### [Work instructions]
• 1. Rewrite the part of the passage on the Prophet's compassion that opens with the words "His compassion embraced" and closes with "in the Afterlife.", swapping "hypocrites" for "dissemblers".
• 2. Carry on the passage about the Prophet's compassion and his emphasis on education, starting after its final sentence.

--- BEGIN Text provided ---

His compassion embraced hypocrites so that they would be shielded from worldly torment. He knew who the hypocrites were but never exposed them, for this would have deprived them of the full citizenship rights that their outward profession of faith and practice allowed them to enjoy. Living among Muslims, their rights to belong and believe differently were held in compassionate regard. This greatly reduced their anxieties about their assertions of unbelief in the Afterlife.
Even the unbelievers benefited from his compassion. God did not destroy the unbelievers, although He had done so in the past, for: God would never chastise them while you were among them (8:33). This verse refers to unbelievers of all times. God will not destroy people as long as believers are alive. In a related statement, he proclaimed: "I was sent to people as a mercy, not to curse them." (Muslim, "Birr," 87). In other words, he came with mercy, not with condemnation and a desire to invoke calamity upon them.
The Prophet was particularly compassionate toward children. He played with them, would sit beside them when they were crying, and listened to them. He empathized with a mother's pain, saying: "One without pity for others is not pitied" (Bukhari, "Adab," 18). Once he told a man who boasted that he had never played with his children or showed them his love: "What can I do for you if God has removed compassion from your heart?" (Muslim, "Fara'id," 64). His compassion even extended to animals. While in Mina, some Companions tried to kill a snake. Watching the activity from afar, the Prophet stated: "It was saved from your evil, and you were saved from its evil." (Nasa'i, "Hajj," 114). Even though the snake is a lowly reptile, it plays a vital role in the environmental balance. The Prophet further stated: " A prostitute was guided by God's truth and ultimately went to paradise because she gave water to a dog dying of thirst in the desert" (Bukhari, "Anbiya'," 54; Muslim, "Salam," 153).
Educating others is active compassion
The Prophet, fully aware that moving his people away from their idolatry and barbarism and toward Islam and success in both this life and the eternal afterlife, emphasized education and literacy. He understood what his contemporaries did not: The main duty and purpose of human life is to seek understanding. The effort of doing so, known as education, is a perfecting process through which we earn, in the spiritual, intellectual, and physical dimensions of our beings, the rank appointed for us as the perfect pattern of creation. Education through learning and a commendable way of life is a sublime duty that manifests the Divine Name Rabb (Upbringer and Sustainer). By fulfilling it, we attain the rank of true humanity and become a beneficial element of society.
Right decisions depend on having a sound mind and being capable of sound thought. Science and knowledge illuminate and develop the mind. For this reason, a mind deprived of science and knowledge cannot reach right decisions, is always exposed to deception, and is subject to being mislead.
We are only truly human if we learn, teach, and inspire others. It is difficult to regard those who are ignorant and without the desire to learn as truly human. It is also questionable whether learned people who do not renew and reform themselves in order to set an example for others are truly human. Status and merit acquired through knowledge and science are higher and more lasting than those obtained through other means.

--- END Text provided ---
--- BEGIN Recorded data ---

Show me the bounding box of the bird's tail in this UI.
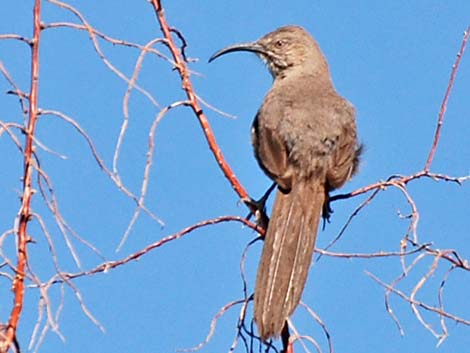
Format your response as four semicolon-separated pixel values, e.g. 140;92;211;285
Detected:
254;180;325;340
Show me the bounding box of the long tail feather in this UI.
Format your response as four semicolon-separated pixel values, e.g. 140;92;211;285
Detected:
254;180;325;340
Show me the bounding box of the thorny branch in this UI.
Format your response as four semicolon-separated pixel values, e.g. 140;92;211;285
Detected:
0;0;470;352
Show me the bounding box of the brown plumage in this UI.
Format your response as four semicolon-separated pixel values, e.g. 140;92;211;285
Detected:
211;26;360;340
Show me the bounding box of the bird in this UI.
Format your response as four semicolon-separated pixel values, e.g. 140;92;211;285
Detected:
209;25;362;341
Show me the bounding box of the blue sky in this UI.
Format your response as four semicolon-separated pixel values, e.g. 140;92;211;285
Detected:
0;0;470;353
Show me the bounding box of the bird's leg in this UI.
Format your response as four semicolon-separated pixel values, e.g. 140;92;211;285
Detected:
322;187;334;230
242;183;276;229
281;320;293;353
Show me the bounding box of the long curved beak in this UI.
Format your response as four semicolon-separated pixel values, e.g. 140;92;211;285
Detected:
209;42;268;62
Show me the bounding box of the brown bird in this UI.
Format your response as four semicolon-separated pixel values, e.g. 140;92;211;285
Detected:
209;26;361;340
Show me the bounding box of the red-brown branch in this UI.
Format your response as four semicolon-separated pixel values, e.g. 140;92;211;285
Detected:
424;26;470;172
150;0;252;204
0;0;41;352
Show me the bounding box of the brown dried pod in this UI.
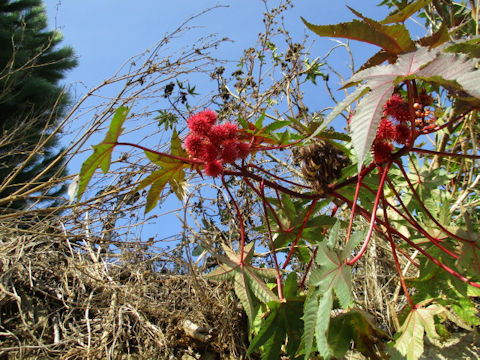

--- END Recorded data ---

### [Answers to the exercise]
• 1.
His compassion embraced dissemblers so that they would be shielded from worldly torment. He knew who the dissemblers were but never exposed them, for this would have deprived them of the full citizenship rights that their outward profession of faith and practice allowed them to enjoy. Living among Muslims, their rights to belong and believe differently were held in compassionate regard. This greatly reduced their anxieties about their assertions of unbelief in the Afterlife.

• 2.
Given the great importance of learning and teaching, we must determine what is to be learned and taught, and when and how to do so. Although knowledge is a value in itself, the purpose of learning is to make knowledge a guide in life and illuminate the road to human betterment. Thus, any knowledge not appropriated for the self is a burden to the learner, and a science that does not direct one toward sublime goals is a deception.
Essentials of a good education
A real educator must have several virtues, among them the following:
First: He or she must give due importance to all aspects of a person's mind, spirit, and self, and then raise each to its proper perfection. The Qur'an mentions the evil-commanding self that drags people, like beasts with ropes around their necks, wherever it wants to go and encourages them to obey their bodily desires. In effect, it wants people to ignore their God-given ability to elevate their feelings, thoughts, and spirits.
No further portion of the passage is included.